Looking for 10W LED Help.

Good call!

reflector%20m.bmp
 
Luxeons and reflectors (light spill containers) ordered from Steve's.

So... 4 Blue LED's, drivers and reflectors. You guys are great at spending my money. :D Off to Rapid to get the heat sink, I am sure I can make it all pretty given the quality of the parts. I'll make sure to post pictures of all my goodies when they get here.
 
OK LED's, Heat sink, CLG, and LDD's are all here. It looks like I need some sort of PWM signal, based on the coralux built in protection circuit on the PCB's that I ordered.

Being that these are mulit-chip leds, I am thinking that I run 2 of Luxeon's in parallel from each of the two LDD1000's, is that correct?

Will the LDD's set the voltage as well as the current, or do I have to set that on the CLG with one of the two adjustment pots?

Is there a way to use what I have to get manual dimming without a PWM signal?

Thanks for all the input, you guys have been GREAT!
 
They say they are the same bin so..........don't believe everything, but Steve's PCB should run them cooler so yes they should be brighter at the same drive current..... :beer:
Steve's are C5G, LGB are E5G.

OK LED's, Heat sink, CLG, and LDD's are all here. It looks like I need some sort of PWM signal, based on the coralux built in protection circuit on the PCB's that I ordered.

Being that these are mulit-chip leds, I am thinking that I run 2 of Luxeon's in parallel from each of the two LDD1000's, is that correct?

Will the LDD's set the voltage as well as the current, or do I have to set that on the CLG with one of the two adjustment pots?

Is there a way to use what I have to get manual dimming without a PWM signal?

Thanks for all the input, you guys have been GREAT!

For the M, you run two of them in series, not parallel. :)

The LDD set the voltage and the current, and if you dim them, then you change the current, and the LDD autosenses the voltage change and adjusts it accordingly, so you don't need to do anything.

> [WHAT YOU HAVE TO DO] Continue the forum thread on putting together a 10W LED light, starting after its final reply. The lines after this text play no part in the work.

> [DATA SUPPLIED]
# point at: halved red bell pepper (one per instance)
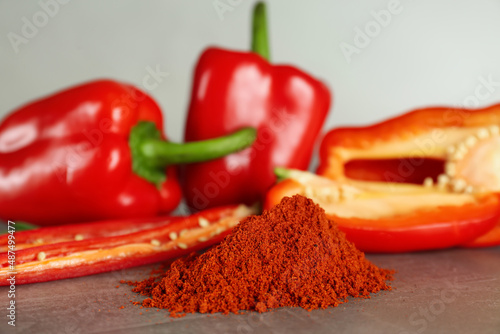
(162, 240)
(451, 149)
(237, 89)
(95, 151)
(387, 218)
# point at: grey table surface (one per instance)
(450, 291)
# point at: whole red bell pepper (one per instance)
(237, 89)
(126, 243)
(95, 151)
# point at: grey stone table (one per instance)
(451, 291)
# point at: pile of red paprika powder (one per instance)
(291, 255)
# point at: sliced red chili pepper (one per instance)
(79, 258)
(83, 231)
(381, 217)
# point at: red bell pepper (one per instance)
(237, 89)
(450, 149)
(165, 238)
(389, 218)
(92, 152)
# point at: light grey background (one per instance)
(430, 53)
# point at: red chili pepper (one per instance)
(94, 151)
(173, 237)
(451, 149)
(235, 89)
(388, 218)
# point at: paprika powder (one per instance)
(291, 255)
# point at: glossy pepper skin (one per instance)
(448, 149)
(67, 157)
(53, 253)
(236, 89)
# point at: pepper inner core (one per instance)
(403, 170)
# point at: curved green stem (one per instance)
(260, 43)
(162, 153)
(151, 154)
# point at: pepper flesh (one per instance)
(237, 89)
(407, 218)
(448, 148)
(67, 158)
(173, 237)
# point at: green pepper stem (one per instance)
(151, 154)
(260, 44)
(162, 153)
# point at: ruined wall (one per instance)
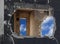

> [RESULT OF THIS EXERCISE]
You would need a converter to go from analog to digital and have a 10v reference signal and a pot. O2Surplus has designed one of those boards, but it really adds a lot of extra cords and such (which, really, a controller does, too, since they're the only things that are being controlled).
 
Got it. The boards I ordered for the LDD to sit on, have a "pull down" resistor built in, it is to bring the lights to zero in the even there is no PWM signal I believe, so I think I made that signal mandatory... by accident.
 
Got it. The boards I ordered for the LDD to sit on, have a "pull down" resistor built in, it is to bring the lights to zero in the even there is no PWM signal I believe, so I think I made that signal mandatory... by accident.

I am fairly certain you can simply supply a constant 5v signal say from an old Cell charger to run them full power in place of the controller's pwm signal, no dimming that way though.
 
I am fairly certain you can simply supply a constant 5v signal say from an old Cell charger to run them full power in place of the controller's pwm signal, no dimming that way though.

I found a wall wart with selectable voltage, at 5.1V output I measured 36.4V at the LED ends, so this is 100% correct. Without the 5V I measured 0V.

I put the LDDs in a small project box from Radio Shack, do these get hot at all? The box is rather small, I don't want to damage them.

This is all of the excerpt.